### Input for this task
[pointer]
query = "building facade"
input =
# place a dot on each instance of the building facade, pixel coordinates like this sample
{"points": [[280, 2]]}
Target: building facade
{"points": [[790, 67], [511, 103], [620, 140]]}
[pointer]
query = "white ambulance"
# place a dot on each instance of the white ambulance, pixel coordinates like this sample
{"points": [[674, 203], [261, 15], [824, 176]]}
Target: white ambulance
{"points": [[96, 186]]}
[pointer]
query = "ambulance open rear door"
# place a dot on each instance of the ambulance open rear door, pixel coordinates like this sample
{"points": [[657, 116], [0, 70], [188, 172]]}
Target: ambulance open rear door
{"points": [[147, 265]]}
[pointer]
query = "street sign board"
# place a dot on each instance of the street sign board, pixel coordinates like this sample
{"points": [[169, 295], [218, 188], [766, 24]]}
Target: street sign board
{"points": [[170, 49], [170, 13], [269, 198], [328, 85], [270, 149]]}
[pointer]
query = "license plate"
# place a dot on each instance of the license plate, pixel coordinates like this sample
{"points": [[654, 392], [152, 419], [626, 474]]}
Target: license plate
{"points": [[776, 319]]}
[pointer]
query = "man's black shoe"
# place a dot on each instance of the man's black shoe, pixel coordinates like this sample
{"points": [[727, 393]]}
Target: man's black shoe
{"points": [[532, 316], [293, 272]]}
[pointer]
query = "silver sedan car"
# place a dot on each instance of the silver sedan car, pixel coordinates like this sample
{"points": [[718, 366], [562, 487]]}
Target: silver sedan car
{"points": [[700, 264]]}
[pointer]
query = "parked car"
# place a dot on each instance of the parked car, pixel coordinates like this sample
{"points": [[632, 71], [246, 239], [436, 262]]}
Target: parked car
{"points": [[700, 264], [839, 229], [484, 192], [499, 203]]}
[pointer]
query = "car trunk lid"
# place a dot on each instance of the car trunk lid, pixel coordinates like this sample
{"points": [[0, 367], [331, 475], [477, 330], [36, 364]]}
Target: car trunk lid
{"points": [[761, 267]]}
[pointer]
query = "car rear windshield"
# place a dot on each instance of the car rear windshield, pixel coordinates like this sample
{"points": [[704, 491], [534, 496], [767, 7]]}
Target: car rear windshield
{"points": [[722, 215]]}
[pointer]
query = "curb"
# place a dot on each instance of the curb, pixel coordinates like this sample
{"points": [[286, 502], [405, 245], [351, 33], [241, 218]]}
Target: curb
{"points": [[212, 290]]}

### Problem to solve
Could you work out how many lines in the material contain "query"? Reply with only that number.

### Response area
11